● **INFORMATION GIVEN**
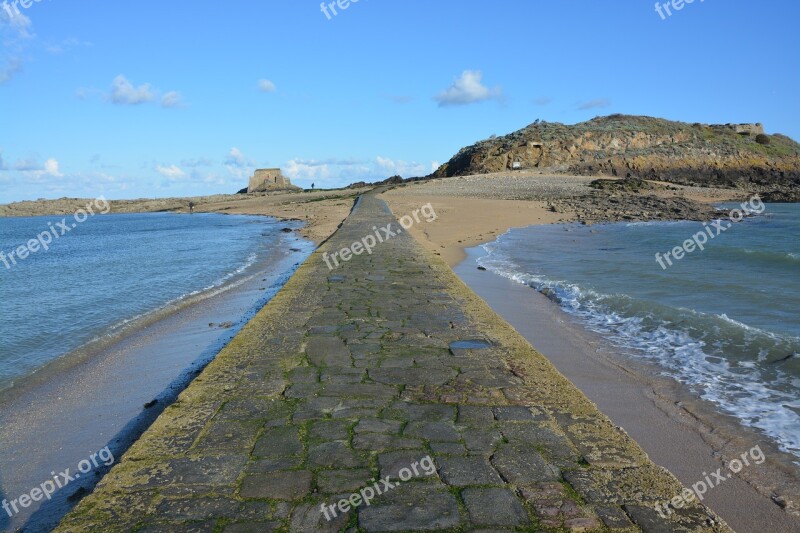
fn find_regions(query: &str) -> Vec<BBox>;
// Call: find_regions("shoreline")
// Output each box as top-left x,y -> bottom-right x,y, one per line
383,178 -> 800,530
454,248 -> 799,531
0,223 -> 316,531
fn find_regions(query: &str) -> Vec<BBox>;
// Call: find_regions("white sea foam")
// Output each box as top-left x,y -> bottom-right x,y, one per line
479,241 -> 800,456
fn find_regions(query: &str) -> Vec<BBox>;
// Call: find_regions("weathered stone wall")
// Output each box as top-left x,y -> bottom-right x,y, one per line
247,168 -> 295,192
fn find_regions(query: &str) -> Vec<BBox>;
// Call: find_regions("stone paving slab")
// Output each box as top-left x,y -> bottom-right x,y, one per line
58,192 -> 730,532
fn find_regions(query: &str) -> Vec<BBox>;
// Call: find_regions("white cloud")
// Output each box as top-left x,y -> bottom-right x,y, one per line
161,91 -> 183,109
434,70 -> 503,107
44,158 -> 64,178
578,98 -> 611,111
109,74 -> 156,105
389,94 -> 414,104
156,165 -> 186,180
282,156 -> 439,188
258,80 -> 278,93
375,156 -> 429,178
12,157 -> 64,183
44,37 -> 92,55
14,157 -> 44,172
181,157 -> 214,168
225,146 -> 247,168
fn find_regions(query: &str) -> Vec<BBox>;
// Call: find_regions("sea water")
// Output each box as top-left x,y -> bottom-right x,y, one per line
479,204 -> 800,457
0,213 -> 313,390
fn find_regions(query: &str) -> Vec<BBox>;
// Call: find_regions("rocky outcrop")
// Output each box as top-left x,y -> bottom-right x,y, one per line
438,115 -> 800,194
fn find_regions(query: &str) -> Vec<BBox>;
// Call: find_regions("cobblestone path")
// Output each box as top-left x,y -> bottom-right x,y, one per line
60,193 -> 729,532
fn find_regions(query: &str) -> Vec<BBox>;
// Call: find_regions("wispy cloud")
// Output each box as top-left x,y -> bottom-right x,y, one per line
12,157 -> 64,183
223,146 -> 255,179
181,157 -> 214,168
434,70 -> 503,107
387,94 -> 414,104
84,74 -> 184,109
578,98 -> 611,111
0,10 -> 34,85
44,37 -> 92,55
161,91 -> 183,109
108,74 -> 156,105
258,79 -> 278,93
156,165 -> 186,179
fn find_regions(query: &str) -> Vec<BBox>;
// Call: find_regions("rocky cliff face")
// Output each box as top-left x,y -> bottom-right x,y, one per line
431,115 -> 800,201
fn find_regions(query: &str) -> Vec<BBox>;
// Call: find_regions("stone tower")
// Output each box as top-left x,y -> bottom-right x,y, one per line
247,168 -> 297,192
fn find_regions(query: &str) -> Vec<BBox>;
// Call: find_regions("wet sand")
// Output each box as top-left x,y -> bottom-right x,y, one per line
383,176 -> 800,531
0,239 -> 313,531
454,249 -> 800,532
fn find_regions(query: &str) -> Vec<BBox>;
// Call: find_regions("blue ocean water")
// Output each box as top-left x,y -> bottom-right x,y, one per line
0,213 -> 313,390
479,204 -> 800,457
...
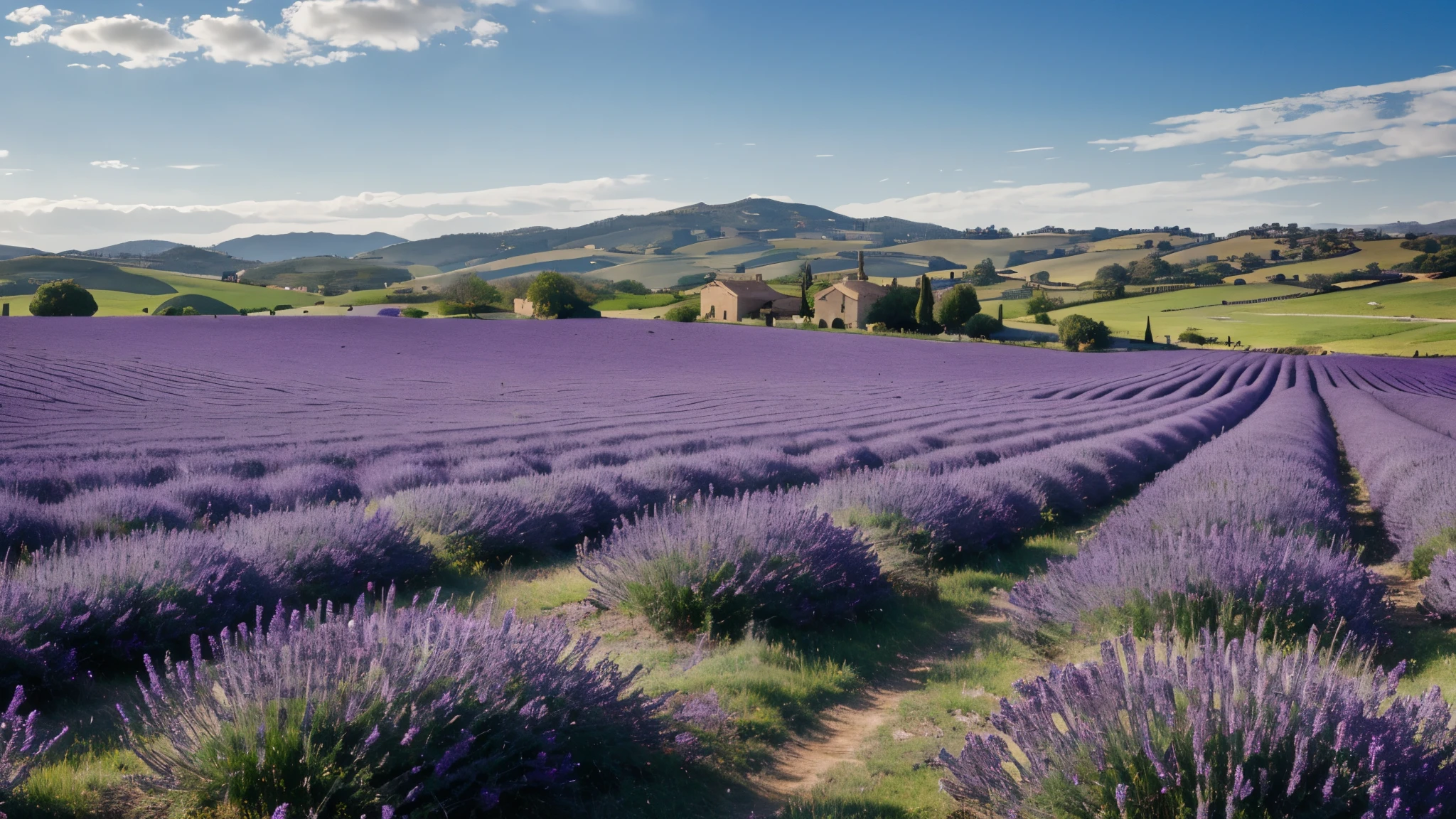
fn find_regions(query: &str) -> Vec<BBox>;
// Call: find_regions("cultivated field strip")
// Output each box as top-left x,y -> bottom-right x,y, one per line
---
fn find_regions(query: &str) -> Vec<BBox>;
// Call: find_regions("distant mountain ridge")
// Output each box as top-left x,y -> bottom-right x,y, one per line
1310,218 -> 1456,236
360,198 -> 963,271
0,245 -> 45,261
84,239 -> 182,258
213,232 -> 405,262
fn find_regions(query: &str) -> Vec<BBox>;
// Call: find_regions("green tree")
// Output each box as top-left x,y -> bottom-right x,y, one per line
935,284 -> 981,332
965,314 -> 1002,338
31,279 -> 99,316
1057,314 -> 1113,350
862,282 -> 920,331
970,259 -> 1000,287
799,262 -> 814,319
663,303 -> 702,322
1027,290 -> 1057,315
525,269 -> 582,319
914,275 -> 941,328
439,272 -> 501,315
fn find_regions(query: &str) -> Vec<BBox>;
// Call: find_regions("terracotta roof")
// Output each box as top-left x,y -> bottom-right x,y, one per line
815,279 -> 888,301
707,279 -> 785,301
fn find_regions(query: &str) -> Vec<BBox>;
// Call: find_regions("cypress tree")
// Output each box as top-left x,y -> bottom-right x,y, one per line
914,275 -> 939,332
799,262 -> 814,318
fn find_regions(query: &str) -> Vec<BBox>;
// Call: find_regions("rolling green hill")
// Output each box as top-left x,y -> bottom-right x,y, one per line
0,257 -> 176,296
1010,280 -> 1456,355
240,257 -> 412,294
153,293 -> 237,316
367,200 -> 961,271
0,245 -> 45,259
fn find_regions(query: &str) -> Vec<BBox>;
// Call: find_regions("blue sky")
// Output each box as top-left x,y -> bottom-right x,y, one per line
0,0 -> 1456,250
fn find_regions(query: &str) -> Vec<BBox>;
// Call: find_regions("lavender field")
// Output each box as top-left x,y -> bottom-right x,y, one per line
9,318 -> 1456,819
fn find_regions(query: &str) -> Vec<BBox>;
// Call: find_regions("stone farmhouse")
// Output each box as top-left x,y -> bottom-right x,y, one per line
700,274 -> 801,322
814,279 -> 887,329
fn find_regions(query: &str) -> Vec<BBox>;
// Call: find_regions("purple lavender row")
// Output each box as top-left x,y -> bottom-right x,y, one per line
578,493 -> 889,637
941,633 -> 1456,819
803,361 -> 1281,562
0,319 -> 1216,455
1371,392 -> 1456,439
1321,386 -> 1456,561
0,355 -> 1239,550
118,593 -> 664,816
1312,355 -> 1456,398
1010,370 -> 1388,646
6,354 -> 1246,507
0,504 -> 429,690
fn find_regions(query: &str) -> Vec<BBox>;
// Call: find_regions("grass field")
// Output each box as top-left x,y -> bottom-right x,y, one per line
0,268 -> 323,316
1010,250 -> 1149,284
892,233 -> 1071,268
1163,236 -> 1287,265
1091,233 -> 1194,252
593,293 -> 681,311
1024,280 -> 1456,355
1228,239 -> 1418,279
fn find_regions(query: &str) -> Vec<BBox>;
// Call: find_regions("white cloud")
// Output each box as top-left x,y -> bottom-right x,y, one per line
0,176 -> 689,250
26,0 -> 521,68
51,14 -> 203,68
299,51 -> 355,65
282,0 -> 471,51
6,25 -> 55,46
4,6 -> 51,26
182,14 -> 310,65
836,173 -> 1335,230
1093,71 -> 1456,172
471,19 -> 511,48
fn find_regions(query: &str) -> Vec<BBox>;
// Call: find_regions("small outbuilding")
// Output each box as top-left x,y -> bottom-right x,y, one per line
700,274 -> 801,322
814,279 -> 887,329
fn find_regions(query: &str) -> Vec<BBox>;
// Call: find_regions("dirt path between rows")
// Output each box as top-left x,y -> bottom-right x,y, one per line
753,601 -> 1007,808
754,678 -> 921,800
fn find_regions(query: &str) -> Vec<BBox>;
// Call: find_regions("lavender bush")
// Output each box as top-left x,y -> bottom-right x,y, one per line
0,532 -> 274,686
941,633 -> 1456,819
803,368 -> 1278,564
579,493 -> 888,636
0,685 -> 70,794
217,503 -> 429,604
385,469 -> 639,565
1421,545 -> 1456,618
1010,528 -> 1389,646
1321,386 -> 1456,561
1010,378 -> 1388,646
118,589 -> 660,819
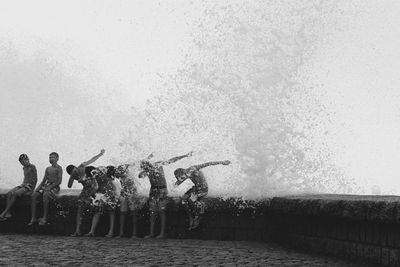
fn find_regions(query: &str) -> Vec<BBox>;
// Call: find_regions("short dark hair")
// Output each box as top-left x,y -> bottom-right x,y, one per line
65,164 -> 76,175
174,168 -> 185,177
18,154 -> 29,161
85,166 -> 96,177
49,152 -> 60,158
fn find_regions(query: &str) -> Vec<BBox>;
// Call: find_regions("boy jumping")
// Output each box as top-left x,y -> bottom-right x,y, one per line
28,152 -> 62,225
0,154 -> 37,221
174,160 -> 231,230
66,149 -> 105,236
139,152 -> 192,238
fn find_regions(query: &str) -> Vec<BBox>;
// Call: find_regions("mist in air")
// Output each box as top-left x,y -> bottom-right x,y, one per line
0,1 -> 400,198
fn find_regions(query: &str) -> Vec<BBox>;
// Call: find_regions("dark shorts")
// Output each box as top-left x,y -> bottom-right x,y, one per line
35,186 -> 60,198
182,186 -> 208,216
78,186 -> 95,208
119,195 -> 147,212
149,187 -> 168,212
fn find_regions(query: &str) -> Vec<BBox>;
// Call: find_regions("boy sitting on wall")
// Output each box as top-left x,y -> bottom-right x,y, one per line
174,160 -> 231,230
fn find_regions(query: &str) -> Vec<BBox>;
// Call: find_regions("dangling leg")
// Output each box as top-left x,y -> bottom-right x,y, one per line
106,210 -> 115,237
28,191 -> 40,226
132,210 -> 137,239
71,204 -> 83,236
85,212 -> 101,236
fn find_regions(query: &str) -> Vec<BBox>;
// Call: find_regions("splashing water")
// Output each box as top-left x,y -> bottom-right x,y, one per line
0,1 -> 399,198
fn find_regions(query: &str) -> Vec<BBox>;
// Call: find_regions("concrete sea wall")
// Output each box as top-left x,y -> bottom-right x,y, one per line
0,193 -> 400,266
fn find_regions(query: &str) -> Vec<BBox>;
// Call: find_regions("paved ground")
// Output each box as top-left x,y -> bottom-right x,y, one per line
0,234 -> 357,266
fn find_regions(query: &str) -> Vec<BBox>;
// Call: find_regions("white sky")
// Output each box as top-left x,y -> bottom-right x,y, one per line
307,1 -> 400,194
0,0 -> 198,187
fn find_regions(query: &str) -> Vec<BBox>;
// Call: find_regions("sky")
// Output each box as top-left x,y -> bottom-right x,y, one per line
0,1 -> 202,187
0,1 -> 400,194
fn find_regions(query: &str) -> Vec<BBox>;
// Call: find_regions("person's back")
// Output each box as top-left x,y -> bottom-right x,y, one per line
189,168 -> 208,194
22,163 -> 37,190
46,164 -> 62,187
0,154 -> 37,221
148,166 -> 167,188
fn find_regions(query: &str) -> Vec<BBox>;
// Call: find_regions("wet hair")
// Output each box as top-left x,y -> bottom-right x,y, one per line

● **EXERCISE PROMPT**
Please pick out every line in the entries above that contains the string "path", and copy each one in full. Case counts.

● **EXERCISE OUTPUT**
// Call: find_regions("cobblestone path")
// Call: find_regions("dirt path between rows")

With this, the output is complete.